◆ **Document passage**
A quick review of a some instructions reveals they are very poorly coded, performance-wise. Most all of them have not been modified since the repository was initially setup over 17 years ago and use vfetchb and vstoreb to process their operands one byte at a time (which is extremely inefficient!):

Note: Instructions which are checked have been recently modified and now no longer need to be improved. The ones that are unchecked are those whose performance still needs to be improved.

[x] B241 CKSM Checksum
[ ] A9 CLCLE Compare Logical Long Extended
[x] B25D CLST Compare Logical String (completed by Bob Polmanter)
[ ] B257 CUSE Compare Until Substring Equal
[ ] B2A7 CU12 Convert UTF-8 to Unicode
[ ] B9B0 CU14 Convert UTF-8 to UTF-32
[x] B255 MVST Move String (completed by Bob Polmanter)
[x] B25E SRST Search String (completed by Bob Polmanter)
[ ] B2A5 TRE Translate Extended
[ ] B9BF TRTE Translate and Test Extended
[ ] D0 TRTR Translate and Test Reverse
[ ] B9BD TRTRE Translate and Test Reverse Extended

I believe that by using the same or similar techniques as were used to improve the performance of the CLCL, MVCIN and TRT instructions (see issue #99: Poor performance of CLCL, MVCIN and TRT instructions), the performance of each of them could be significantly improved (very likely by at least one, and possibly two, orders of magnitude!).

I would like to invite any/all Hercules developers to please try their hand at doing so.

I could use some help here!

This is a low priority item, but really should eventually be looked into. While I have not performed any measurements in this area, I rather suspect some of these instructions(*) might well be used quite extensively.

Bottom line: there's lots of room for improvement here!

(*) The MVST (Move String) SRST (Search String) instructions appears to have been specifically written to handle the C/C++ strcpy and strchr library functions for example, and TRTE is a perfect candidate for the C/C++ memchr library function, etc.

Jun 19 '18 02:06 Fish-Git

Since @ivan-w has volunteered in Issue #108 to look into the TRTR, TRTE and TRTRE (and hopefully TRE too!) instructions, I am marking this issue as "In Progress...".

Apparently(*) however, I cannot assign this issue to him until he first posts a comment to this GitHub Issue. Once he does then I'll do that.

(*) The only choices GitHub appears to offer for assignment are individuals participating in a given issue's conversation (i.e. only those that choose to reply). Go figure.

Jul 09 '18 09:07 Fish-Git

Since @ivan-w has volunteered in Issue #108 to look into the TRTR, TRTE and TRTRE (and hopefully TRE too!) instructions, I am marking this issue as "In Progress...".

Apparently(*) however, I cannot assign this issue to him until he first posts a comment to this GitHub Issue. Once he does then I'll do that.

(*) The only choices GitHub appears to offer for assignment are individuals participating in a given issue's conversation (i.e. only those that choose to reply). Go figure.

The above is no longer true now that @ivan-w is now a member of our organization, so I've gone ahead and assigned this issue to Ivan.

Ivan? If this is unacceptable, then please feel free to remove yourself as the assignee!

Jul 28 '18 18:07 Fish-Git

@Fish-Git I think I will sign up to do the three string instructions on the list: CLST, MVST, and SRST. Unless you know that someone else is working on them?

All three of these could benefit from using techniques similar to those already used for some other instructions mentioned, making allowances for access exceptions in the right order and considerations for page boundaries.

◆ **Dataset content**
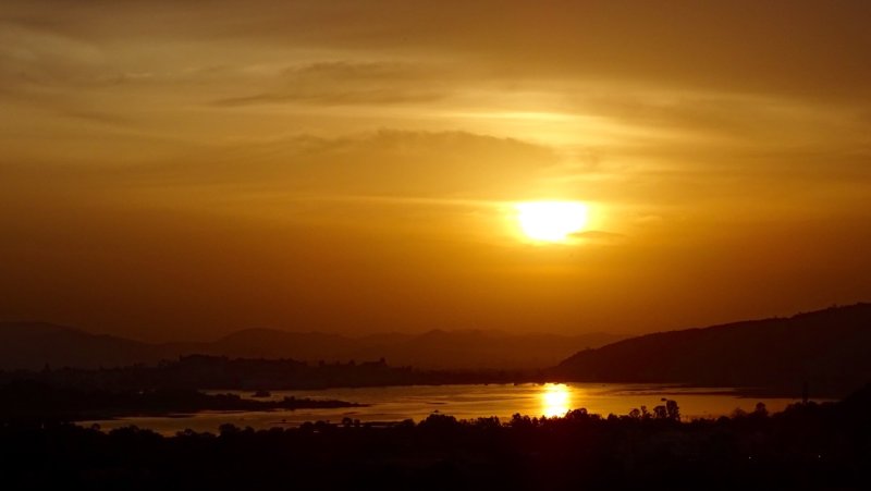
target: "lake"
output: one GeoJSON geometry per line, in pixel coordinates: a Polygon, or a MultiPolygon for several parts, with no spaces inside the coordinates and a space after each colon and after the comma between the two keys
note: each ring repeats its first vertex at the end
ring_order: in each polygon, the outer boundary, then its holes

◆ **Required tasks**
(a) Answer these about the Hercules instruction performance thread, one line each:
(i) According to the thread, how do vfetchb and vstoreb process operands?
(ii) In which issue did @ivan-w volunteer to look into the TRTR, TRTE and TRTRE instructions?
(iii) Which three instructions does the last post sign up to do?
(b) Can you extend the Hercules instruction performance thread, picking up after its final post?
The material has no connection to the Hercules instruction performance thread.

◆ **Outputs for the tasks**
(a)
(i) One byte at a time.
(ii) Issue #108.
(iii) CLST, MVST and SRST.

(b)
Aug 19 '18 22:08 wably

I think I will sign up to do the three string instructions on the list: CLST, MVST, and SRST. Unless you know that someone else is working on them?

Go for it! PLEASE! :)

Ivan volunteered (or implied he volunteered) in another issue (#108), but I have no idea whether or not he is actually working on it. You should probably coordinate your effort with him off-list. He may just be busy with work or real life. (whatever the heck those things are!)

Thanks!

Aug 20 '18 04:08 Fish-Git

Since nothing seemed to be happening here I went ahead and completed improvements to the three string instructions, MVST, SRST, and CLST. All three had their execution times reduced by over 80%. Below summarizes the results:

inst	before	after	red%
MVST	9.62	1.21	87%
SRST	5.40	1.01	81%
CLST	10.05	1.67	83%

All three timings were moves, searches, or compares across three page frames, with 100,000 iterations each. All times are in seconds. The host computer was an Intel i7. SRST 'before' results are approximately one-half of the others because only one operand has to be incremented. The execution times were improved by implementing the page boundary dance for each operand thereby avoiding a vfetch( ) or vstore( ) for every byte.

I will commit this code in a day or two. I just want to double check everything and ensure that I have all of the test cases covering all condition codes and operand combinations (crossing pages, not crossing, etc).

Dec 15 '18 19:12 wably

Since nothing seemed to be happening here I went ahead and completed improvements to the three string instructions, MVST, SRST, and CLST. All three had their execution times reduced by over 80%.

Wow! Fantastic work, Bob! Thank you!

I will commit this code in a day or two. I just want to double check everything and ensure that I have all of the test cases covering all condition codes and operand combinations (crossing pages, not crossing, etc).

I look forward to seeing your commit! :)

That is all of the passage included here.